| EXCERPT TO READ |
* * * * * * *

I‘ve covered murders from Savannah, Georgia, to San Francisco — domestic disputes, revenge slayings, a mother drowning her own children. But the killing a couple of Thursdays ago in Los Angeles was different.
I spotted the familiar signs of a killing as I bolted from the truck and made a beeline toward the scene: the yellow tape, the covered body, the cops who would tell me what happened. But something else was on display in the gas-station parking lot in the 4300 block of South Western Avenue. Rage.
A camera even in a culture that has them everywhere from Al Roker’s stomach stapling surgery to virtually any college kid‘s dorm room can make people lose it. While reporting stories around the country I have had people make bunny ears behind my head, honk car horns in clave rhythm; one person even tried to moon the entire San Francisco Bay Area on live TV until my crew threatened to spray his butt with a fire extinguisher.
As I made my way through the crowd of onlookers to the police captain, I suddenly heard a woman shouting behind me, ”Don’t put me on TV! Don‘t put me on fucking TV!,“ which surprised me, since not only had I not seen her, but my photographer was still back in the truck, raising the microwave mast. Her screams were drowned out only by the shouts of a man demanding, ”This shit BETTER be on fucking TV. Ya’ll always show it when a white person get kilt, but you don‘t never show it when it’s a black person.“ Heard it before. But it is a criticism that always stings me, a black, female reporter who is acutely aware of how race and gender are or are not represented in the media.

* * * * * * *

| INSTRUCTIONS TO FOLLOW |
Please continue the reporter's account of the Los Angeles gas-station killing, picking up after its last sentence.

| EXTRACTED INFORMATION |
* * * * * * *

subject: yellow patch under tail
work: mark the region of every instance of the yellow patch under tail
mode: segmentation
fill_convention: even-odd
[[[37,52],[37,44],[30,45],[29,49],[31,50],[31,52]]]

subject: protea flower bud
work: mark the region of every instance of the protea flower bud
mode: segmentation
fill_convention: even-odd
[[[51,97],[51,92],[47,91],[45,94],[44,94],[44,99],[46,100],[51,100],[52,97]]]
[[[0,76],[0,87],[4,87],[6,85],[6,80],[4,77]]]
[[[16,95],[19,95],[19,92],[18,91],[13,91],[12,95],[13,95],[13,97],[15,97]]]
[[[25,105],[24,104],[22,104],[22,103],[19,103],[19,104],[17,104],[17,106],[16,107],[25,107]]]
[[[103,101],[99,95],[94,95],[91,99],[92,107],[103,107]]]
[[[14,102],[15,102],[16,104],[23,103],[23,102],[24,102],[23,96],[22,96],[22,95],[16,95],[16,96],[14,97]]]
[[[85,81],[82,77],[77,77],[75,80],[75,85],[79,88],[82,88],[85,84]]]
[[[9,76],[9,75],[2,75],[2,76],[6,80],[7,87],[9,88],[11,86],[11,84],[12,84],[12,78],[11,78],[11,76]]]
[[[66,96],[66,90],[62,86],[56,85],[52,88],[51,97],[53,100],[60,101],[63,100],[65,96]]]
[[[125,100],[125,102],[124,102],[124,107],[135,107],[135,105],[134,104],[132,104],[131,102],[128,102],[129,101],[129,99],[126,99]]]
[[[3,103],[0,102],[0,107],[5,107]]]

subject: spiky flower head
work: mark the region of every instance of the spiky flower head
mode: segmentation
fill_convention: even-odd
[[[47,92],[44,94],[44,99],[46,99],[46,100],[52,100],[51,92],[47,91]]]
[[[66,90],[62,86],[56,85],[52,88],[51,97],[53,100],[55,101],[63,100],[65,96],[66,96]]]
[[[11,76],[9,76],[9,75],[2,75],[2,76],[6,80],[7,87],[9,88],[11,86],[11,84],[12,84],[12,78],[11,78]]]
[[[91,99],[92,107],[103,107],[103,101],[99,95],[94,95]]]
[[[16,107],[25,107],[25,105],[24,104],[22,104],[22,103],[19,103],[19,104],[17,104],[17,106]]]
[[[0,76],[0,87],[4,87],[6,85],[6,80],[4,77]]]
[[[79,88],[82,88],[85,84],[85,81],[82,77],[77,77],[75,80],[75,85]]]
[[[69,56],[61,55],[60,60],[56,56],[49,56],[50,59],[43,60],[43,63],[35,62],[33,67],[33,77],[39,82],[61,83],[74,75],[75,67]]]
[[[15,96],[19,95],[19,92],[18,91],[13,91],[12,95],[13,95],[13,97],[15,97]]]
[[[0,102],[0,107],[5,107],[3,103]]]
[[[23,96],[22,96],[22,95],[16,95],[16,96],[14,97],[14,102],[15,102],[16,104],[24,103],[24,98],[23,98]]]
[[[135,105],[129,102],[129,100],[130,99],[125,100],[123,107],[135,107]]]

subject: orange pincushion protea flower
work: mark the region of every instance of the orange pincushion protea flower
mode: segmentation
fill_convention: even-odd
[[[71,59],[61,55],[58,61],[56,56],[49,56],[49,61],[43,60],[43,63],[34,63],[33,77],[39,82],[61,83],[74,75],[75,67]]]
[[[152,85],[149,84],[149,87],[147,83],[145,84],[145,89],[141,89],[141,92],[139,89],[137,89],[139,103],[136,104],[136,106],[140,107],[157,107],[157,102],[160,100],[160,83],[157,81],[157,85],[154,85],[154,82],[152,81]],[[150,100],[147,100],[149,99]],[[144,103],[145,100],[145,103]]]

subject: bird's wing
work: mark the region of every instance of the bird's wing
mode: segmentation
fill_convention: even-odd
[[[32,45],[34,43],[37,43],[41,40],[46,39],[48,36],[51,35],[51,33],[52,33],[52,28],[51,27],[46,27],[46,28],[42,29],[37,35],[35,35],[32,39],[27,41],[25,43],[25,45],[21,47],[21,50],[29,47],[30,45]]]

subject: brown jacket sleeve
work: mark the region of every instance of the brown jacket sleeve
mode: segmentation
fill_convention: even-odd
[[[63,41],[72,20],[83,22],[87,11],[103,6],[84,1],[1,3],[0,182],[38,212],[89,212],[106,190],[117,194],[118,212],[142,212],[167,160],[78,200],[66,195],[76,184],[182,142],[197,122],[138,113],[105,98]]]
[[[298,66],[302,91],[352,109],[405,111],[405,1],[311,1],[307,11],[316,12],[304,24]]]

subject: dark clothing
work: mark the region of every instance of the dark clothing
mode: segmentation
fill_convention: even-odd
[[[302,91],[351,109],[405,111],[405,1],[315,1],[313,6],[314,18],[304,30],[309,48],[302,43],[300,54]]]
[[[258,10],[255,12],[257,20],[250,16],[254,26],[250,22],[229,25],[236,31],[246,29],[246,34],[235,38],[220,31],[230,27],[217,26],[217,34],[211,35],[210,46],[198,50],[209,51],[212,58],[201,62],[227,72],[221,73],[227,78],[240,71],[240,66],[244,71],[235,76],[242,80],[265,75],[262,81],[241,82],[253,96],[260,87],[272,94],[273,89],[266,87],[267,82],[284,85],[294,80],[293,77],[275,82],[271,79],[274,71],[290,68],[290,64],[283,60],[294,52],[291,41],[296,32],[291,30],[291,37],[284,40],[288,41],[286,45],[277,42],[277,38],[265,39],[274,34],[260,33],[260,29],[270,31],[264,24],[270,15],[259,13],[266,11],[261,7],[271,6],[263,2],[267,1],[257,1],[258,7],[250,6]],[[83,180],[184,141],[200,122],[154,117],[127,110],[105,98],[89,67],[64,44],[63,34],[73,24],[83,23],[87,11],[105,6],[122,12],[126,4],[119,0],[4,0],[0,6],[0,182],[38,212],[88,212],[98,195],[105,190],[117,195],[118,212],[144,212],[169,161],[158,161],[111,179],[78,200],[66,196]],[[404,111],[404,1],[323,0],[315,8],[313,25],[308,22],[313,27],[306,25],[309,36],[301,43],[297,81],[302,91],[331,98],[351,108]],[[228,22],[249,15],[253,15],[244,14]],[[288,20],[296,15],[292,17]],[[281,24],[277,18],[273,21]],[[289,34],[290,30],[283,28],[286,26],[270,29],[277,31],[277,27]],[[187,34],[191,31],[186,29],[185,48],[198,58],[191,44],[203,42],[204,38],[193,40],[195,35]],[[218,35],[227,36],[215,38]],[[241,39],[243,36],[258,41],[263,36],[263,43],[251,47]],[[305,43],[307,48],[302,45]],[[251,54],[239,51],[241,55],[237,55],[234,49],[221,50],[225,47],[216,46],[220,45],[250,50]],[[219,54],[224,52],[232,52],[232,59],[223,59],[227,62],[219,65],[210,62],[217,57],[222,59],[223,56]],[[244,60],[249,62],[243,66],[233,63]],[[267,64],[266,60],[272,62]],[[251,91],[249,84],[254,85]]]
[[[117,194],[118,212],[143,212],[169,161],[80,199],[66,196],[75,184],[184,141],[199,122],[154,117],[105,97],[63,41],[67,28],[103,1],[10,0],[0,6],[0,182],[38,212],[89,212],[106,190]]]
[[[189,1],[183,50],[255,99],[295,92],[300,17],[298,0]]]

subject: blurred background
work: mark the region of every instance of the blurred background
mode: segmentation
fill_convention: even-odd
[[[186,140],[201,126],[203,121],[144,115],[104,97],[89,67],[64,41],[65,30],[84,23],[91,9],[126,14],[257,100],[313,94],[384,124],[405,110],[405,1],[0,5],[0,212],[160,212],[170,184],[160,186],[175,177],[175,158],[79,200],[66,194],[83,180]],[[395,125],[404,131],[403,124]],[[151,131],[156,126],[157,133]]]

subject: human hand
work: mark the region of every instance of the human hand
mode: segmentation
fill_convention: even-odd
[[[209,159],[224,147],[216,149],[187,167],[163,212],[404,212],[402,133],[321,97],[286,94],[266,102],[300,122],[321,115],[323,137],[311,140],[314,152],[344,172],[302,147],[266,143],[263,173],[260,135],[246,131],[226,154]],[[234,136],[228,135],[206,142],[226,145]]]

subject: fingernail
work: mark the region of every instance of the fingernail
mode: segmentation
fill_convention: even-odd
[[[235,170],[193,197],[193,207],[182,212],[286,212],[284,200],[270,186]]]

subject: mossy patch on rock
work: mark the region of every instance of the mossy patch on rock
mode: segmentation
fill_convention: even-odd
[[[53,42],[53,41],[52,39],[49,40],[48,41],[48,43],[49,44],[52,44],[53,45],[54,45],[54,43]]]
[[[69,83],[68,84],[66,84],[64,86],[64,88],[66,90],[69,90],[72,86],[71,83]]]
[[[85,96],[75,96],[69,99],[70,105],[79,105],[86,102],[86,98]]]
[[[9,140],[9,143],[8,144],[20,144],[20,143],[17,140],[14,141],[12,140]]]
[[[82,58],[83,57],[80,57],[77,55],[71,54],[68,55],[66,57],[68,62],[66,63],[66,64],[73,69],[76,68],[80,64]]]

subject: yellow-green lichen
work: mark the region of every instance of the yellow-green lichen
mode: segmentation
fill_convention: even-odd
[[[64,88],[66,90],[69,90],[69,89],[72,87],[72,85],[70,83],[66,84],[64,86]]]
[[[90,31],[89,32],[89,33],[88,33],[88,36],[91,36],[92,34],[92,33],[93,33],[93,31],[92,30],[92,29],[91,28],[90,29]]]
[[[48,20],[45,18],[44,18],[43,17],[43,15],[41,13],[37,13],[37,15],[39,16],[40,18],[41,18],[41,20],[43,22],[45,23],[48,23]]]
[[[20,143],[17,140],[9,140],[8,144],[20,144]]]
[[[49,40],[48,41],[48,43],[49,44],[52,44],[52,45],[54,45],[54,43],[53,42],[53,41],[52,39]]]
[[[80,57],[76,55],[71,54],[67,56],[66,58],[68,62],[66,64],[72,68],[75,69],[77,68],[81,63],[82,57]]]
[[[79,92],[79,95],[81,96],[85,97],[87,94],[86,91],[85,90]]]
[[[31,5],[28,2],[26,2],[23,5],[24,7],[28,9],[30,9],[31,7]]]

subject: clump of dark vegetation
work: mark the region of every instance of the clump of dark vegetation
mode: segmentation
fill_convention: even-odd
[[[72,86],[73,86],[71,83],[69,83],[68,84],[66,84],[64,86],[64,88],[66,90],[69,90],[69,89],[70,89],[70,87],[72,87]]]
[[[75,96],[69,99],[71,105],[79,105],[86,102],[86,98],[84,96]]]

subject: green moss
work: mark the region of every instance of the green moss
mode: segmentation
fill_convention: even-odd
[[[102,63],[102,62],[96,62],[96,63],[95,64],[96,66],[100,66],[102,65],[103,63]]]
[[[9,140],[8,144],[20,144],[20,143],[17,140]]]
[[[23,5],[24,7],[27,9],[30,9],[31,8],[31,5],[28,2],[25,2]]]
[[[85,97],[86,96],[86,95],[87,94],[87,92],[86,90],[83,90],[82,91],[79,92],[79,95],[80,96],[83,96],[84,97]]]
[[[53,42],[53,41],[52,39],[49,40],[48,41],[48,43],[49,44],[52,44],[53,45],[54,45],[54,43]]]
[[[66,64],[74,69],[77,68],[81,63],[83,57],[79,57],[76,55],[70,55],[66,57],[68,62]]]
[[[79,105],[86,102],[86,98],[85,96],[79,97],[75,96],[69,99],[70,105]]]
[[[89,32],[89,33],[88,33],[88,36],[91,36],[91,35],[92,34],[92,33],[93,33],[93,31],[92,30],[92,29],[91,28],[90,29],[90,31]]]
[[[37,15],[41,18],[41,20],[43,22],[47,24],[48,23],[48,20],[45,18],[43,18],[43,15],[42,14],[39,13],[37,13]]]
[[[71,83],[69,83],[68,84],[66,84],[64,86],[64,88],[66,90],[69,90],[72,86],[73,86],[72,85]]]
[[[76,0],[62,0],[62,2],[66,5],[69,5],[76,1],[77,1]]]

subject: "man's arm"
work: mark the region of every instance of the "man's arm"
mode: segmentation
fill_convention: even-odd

* * * * * * *

| ANSWER |
According to L.A. Police Captain Jim Miller, the media rarely cover these killings. He told me the scene is repeated throughout L.A. — almost every day — and that only now has the city, after 17 murders in six days, started paying attention. The body count for 2002 did not near 600 overnight, a number already higher than the total for the year 2000.
At the time, the captain had few details about the killing, the 595th in L.A. this year. But while everyone waited for the coroner, I did pass on what little information there was to anchors Laura Diaz and Harold Greene. About 10 seconds into the live shot, an extraordinary thing happened. Another woman, standing just a foot or two away, started shouting at me: ”Fuck you! Fuck you! Fuck you, fucking bitch!“ It wasn‘t the words that startled me. I’ve heard worse in my 10 years as a reporter. It was the venom with which she injected them.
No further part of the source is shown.